WRITTEN PROBLEM
Return verbatim the lines below, from the line containing "Exercise. Mark the white shelf" through the final line, and nothing else.
........
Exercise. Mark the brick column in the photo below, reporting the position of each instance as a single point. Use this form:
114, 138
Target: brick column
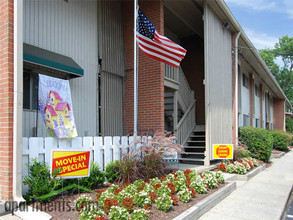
279, 114
6, 98
234, 84
261, 105
251, 98
150, 75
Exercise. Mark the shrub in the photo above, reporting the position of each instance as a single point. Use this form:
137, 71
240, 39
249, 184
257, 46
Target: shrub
259, 142
95, 179
210, 179
118, 213
164, 203
281, 140
240, 153
142, 198
184, 195
82, 202
112, 171
140, 214
39, 180
289, 124
153, 149
109, 203
222, 167
128, 204
130, 168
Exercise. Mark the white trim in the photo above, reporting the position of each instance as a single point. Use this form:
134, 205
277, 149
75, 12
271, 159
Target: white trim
69, 150
18, 100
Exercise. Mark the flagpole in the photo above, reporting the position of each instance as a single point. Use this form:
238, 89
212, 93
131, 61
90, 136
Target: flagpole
135, 73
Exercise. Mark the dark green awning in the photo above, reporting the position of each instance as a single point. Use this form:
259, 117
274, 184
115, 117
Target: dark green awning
52, 60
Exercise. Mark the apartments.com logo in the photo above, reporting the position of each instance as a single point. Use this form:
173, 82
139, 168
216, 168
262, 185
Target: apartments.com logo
52, 206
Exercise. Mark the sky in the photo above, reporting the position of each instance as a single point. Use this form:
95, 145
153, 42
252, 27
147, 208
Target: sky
264, 21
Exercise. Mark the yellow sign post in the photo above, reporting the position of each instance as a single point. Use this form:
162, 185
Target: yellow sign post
223, 151
73, 163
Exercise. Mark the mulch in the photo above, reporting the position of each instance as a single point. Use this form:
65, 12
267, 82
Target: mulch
64, 206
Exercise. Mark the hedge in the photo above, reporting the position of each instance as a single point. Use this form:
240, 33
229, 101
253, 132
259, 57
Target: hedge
259, 142
281, 140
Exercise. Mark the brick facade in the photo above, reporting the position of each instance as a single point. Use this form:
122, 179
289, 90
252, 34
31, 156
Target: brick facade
279, 114
151, 72
251, 99
6, 98
235, 95
261, 105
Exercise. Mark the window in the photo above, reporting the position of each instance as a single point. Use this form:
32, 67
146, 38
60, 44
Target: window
257, 123
246, 120
30, 91
256, 91
245, 81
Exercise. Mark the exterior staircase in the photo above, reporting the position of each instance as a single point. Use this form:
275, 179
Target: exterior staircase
169, 109
194, 148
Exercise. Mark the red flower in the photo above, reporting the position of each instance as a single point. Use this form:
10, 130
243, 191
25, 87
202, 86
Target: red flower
157, 186
222, 167
128, 204
187, 182
109, 203
142, 186
153, 196
125, 185
193, 192
117, 191
171, 186
174, 199
147, 207
174, 173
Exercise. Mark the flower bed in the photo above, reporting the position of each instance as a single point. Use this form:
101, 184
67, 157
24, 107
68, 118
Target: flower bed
240, 166
163, 198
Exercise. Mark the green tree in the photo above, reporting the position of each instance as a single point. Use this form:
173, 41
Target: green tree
283, 73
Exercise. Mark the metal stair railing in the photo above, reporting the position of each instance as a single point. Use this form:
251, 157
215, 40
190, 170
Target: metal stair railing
186, 124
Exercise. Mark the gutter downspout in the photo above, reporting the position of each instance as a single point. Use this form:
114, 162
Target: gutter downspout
18, 100
236, 84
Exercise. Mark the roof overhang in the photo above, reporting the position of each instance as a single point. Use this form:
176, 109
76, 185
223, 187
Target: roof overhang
249, 52
51, 60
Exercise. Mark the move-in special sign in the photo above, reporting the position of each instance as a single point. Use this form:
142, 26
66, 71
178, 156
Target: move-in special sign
72, 163
56, 107
223, 151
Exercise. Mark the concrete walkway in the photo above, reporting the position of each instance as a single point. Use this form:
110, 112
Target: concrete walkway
262, 197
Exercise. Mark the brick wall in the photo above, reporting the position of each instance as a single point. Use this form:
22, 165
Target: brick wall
6, 98
251, 99
235, 113
279, 114
151, 72
193, 67
261, 105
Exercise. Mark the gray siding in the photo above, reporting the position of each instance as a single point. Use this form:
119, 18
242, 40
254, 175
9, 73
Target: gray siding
218, 78
69, 29
111, 104
111, 51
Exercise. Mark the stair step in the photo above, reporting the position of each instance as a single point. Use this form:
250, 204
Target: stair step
192, 153
197, 135
198, 132
191, 159
194, 147
195, 142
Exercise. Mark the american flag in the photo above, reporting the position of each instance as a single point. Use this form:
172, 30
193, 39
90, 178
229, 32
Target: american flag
155, 45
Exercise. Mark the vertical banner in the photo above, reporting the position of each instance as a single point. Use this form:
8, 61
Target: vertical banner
56, 107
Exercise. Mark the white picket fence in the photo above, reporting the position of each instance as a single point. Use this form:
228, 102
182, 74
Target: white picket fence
104, 149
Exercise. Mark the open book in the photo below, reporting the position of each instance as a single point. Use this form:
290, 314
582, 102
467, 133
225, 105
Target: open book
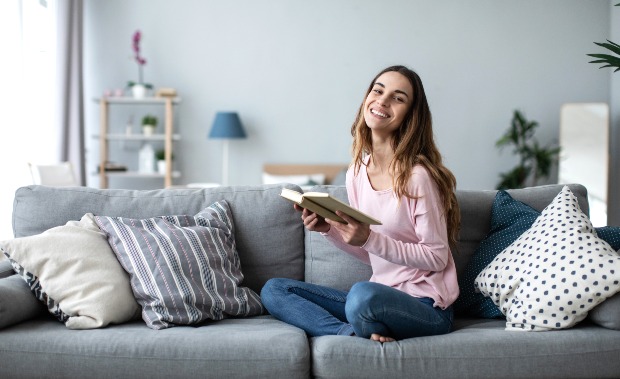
326, 206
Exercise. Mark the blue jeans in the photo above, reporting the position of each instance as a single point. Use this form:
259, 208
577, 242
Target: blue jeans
366, 309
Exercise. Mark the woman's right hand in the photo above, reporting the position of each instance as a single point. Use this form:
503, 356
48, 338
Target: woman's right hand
312, 221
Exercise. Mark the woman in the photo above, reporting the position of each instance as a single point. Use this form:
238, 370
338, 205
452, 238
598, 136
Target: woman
396, 176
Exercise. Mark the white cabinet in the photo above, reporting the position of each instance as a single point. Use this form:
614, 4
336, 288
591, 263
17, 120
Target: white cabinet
108, 136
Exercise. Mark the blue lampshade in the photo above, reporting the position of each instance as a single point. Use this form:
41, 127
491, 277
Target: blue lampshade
227, 125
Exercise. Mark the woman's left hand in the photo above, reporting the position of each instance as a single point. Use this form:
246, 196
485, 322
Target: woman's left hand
354, 233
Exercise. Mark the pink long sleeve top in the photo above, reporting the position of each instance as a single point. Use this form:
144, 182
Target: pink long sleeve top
410, 250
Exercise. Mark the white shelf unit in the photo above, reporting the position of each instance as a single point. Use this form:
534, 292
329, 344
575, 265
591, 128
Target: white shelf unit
168, 137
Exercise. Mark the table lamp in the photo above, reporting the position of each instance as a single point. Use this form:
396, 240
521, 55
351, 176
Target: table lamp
226, 126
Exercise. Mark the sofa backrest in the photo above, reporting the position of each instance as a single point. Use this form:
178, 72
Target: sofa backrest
268, 230
327, 265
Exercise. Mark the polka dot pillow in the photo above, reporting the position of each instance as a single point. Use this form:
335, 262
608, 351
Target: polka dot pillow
........
TASK SOLUTION
Exercise. Mark the white shelf unit in the photo above, reporting the position of each instance as a single point. Use this form:
534, 292
329, 344
575, 265
591, 128
Target: white shelf unit
168, 137
Exercise. Mark the table lamp in the photo above, reporting the position of each instance as a single point. Use this form:
396, 240
521, 55
351, 176
Target: table lamp
226, 126
Exercise. Mark the sofa backrest in the photo above, reporting the position of each instance as a single point. Use this form:
178, 72
Target: sofa backrest
268, 230
327, 265
Exercise. Mark the polka dot pillow in the photo above, reporting the position of each instance as a single point. Use this form:
335, 262
608, 351
Target: polka dot pillow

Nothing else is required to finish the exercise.